─── RECORD LIST
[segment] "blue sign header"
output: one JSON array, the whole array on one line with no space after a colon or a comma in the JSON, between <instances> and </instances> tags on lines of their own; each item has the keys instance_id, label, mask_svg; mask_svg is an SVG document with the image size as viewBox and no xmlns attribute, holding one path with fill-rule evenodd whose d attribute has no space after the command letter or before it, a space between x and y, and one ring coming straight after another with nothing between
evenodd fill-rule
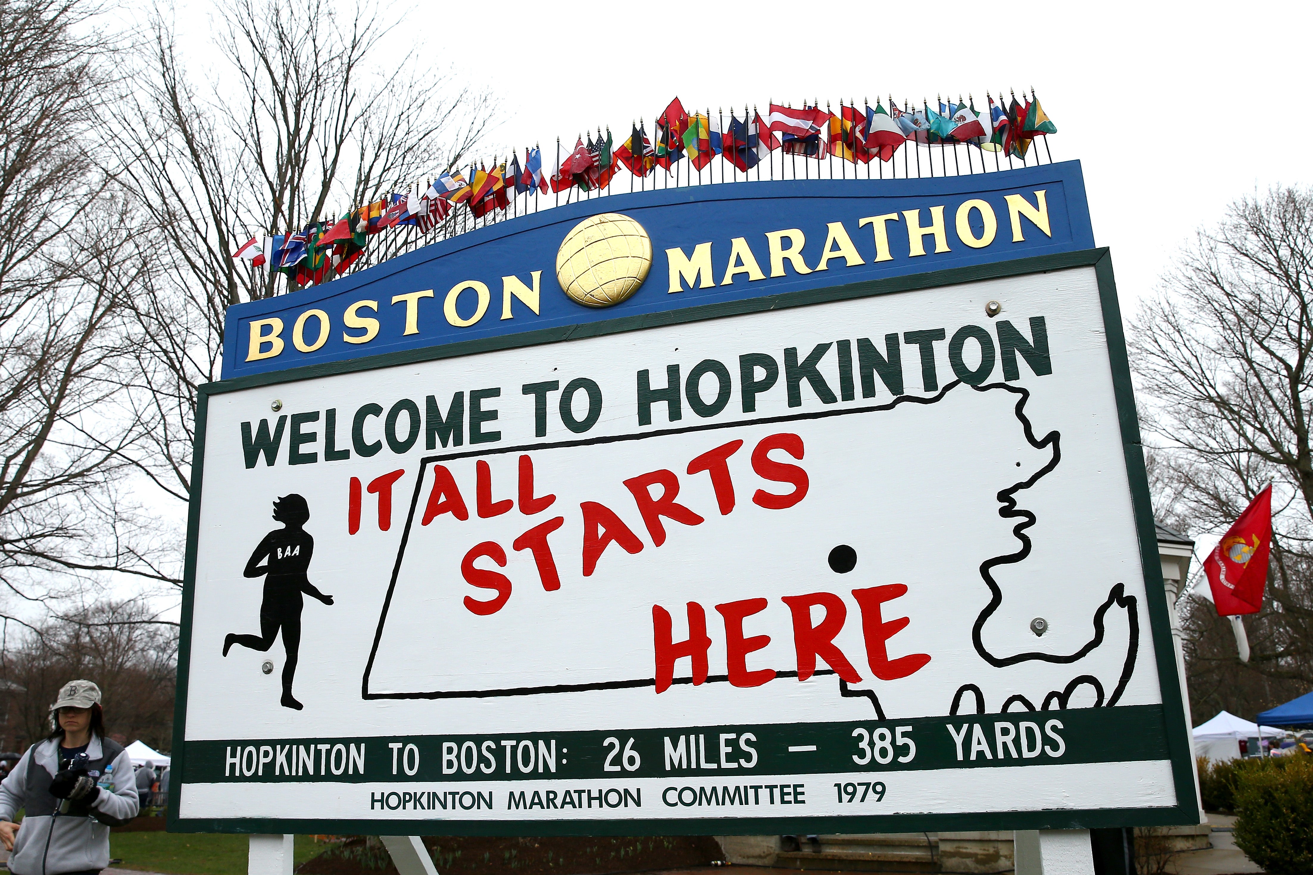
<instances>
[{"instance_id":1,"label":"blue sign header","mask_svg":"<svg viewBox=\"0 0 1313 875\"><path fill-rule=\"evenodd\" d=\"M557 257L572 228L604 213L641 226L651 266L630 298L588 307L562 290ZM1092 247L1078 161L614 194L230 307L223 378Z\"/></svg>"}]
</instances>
──────
─── RECORD LIST
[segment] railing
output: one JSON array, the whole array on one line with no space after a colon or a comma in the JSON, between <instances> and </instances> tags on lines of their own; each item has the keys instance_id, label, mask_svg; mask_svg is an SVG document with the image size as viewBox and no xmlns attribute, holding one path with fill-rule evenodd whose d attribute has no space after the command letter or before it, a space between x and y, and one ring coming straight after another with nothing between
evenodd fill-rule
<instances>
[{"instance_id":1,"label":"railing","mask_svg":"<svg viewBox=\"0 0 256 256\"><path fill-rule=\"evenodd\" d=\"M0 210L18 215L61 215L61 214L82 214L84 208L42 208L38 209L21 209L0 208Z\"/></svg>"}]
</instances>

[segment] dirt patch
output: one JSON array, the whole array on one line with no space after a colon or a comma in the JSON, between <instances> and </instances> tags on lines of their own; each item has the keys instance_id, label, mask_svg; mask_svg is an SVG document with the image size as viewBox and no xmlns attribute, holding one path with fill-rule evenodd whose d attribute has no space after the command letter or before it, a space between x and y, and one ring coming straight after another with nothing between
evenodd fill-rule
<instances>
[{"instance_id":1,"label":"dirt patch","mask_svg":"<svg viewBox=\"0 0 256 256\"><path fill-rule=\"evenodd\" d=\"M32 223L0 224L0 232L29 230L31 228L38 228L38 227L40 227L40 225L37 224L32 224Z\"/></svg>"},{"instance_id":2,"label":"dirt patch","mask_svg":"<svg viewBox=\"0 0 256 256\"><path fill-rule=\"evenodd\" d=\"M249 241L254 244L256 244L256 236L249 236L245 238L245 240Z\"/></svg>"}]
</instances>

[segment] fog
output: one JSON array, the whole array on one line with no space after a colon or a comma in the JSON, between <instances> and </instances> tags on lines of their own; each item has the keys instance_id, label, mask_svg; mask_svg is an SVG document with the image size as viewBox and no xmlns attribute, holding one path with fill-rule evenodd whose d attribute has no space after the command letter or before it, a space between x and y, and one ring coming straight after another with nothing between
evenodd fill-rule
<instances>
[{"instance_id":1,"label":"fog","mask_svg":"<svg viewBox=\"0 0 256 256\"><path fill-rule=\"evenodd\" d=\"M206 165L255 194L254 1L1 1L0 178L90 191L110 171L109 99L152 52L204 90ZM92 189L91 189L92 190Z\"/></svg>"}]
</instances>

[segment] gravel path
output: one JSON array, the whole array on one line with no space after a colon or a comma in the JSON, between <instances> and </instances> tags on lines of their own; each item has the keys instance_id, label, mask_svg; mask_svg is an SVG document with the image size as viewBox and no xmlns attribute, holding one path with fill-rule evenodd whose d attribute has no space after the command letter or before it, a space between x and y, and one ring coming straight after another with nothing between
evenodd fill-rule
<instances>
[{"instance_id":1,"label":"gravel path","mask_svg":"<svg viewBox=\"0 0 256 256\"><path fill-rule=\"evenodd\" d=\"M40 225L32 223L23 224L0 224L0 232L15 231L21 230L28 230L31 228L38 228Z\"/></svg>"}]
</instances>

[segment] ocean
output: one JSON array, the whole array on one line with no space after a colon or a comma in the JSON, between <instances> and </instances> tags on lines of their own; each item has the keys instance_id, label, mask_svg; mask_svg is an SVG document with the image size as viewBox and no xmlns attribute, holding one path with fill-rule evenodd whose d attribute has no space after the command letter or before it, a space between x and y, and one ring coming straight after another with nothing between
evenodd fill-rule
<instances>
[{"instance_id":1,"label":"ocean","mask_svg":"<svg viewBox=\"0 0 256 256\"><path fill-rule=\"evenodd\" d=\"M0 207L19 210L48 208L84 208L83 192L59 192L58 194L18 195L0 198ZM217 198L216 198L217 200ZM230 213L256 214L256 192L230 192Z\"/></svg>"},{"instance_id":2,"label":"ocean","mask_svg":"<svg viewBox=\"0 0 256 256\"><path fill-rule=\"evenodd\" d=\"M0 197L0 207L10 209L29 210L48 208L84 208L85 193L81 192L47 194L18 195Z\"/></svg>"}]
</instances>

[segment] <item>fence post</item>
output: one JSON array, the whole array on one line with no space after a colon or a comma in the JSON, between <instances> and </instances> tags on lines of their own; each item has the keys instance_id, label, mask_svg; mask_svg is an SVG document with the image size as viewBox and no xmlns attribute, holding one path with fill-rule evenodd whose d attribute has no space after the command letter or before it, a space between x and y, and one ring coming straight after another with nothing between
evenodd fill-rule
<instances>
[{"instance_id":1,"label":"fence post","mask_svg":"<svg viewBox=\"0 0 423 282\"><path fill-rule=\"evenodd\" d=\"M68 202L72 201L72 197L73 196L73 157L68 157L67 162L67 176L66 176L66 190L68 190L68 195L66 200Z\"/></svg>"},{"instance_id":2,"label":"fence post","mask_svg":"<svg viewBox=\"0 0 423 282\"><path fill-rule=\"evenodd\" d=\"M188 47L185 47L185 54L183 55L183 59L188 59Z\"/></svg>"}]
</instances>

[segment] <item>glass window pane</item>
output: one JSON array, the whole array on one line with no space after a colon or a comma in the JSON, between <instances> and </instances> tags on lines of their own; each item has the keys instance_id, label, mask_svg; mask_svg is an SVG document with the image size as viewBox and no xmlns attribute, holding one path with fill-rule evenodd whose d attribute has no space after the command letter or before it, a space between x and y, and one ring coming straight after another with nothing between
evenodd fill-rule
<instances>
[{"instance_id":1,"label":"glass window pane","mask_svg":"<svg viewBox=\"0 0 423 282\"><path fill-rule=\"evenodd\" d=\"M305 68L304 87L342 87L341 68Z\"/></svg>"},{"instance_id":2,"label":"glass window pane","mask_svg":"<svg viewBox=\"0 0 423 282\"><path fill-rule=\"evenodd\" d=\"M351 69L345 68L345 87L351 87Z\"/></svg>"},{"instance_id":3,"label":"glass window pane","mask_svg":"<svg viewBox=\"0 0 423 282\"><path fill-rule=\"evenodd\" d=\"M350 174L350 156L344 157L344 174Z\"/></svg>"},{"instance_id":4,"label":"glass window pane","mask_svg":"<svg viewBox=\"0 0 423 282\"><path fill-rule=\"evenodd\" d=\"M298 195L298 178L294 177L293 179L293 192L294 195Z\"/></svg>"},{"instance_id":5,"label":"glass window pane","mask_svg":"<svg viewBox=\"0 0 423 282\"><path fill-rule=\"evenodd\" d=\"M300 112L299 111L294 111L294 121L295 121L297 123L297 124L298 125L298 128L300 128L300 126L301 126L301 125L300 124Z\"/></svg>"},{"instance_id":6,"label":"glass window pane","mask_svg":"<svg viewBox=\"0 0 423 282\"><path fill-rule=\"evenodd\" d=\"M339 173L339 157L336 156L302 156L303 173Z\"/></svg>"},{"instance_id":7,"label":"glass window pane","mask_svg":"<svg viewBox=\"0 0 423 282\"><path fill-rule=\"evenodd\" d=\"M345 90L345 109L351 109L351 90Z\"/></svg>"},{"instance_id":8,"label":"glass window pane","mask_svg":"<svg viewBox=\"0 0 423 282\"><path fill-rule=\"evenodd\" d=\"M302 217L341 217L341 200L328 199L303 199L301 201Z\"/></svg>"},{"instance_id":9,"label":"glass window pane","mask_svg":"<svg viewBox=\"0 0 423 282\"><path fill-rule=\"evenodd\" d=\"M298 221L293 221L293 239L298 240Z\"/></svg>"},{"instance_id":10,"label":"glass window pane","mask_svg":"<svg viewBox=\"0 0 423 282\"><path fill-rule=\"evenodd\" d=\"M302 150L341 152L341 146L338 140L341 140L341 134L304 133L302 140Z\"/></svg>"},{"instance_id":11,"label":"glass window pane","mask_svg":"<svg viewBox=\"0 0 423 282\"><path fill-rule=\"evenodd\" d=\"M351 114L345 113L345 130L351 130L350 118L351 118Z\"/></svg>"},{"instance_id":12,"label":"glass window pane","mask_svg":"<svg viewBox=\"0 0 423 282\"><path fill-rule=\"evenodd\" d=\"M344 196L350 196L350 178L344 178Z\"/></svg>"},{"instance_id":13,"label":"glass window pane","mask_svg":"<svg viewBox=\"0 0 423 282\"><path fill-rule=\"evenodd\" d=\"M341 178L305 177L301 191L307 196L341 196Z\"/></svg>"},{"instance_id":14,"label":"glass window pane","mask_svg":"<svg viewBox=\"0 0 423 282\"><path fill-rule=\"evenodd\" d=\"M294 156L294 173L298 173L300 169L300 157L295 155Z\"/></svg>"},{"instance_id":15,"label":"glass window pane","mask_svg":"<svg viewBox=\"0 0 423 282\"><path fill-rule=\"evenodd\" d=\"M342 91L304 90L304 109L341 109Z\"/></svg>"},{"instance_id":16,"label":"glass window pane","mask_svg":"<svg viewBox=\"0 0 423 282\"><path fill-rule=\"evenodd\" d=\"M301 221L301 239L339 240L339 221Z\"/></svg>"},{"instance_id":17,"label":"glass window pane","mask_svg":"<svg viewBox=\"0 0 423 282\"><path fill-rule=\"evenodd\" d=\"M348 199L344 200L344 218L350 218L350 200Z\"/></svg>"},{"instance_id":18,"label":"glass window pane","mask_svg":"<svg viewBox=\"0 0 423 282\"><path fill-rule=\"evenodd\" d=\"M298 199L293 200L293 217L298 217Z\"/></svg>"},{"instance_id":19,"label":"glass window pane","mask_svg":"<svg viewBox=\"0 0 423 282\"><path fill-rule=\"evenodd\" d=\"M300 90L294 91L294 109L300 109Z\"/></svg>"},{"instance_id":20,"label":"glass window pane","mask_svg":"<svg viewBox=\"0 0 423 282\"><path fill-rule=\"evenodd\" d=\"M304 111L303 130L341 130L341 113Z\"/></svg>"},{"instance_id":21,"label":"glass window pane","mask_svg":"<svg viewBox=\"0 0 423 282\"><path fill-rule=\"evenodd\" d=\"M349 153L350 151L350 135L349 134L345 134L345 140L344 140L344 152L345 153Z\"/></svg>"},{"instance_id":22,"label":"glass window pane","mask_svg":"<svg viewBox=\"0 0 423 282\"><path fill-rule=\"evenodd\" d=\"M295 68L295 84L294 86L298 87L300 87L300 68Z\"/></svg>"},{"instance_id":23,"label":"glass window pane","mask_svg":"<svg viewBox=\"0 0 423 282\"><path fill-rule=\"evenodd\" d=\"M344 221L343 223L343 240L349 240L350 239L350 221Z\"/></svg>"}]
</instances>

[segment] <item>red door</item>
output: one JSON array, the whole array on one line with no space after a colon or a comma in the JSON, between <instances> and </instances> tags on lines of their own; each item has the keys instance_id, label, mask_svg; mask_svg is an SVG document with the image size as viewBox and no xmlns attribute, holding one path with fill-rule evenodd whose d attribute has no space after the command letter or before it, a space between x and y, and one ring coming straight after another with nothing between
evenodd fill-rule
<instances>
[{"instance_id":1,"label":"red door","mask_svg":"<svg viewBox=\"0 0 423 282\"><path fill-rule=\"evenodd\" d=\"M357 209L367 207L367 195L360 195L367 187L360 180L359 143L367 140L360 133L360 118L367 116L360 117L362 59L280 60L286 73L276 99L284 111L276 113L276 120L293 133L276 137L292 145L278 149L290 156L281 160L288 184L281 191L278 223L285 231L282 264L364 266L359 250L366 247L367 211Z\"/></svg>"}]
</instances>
──────
Gather every line of the records above that contains the string "segment", matching case exactly.

### RESPONSE FOR THIS EXERCISE
[segment] "blue sign header"
[segment] railing
[segment] dirt patch
[segment] fog
[segment] gravel path
[segment] ocean
[segment] <item>fence post</item>
[segment] <item>glass window pane</item>
[segment] <item>red door</item>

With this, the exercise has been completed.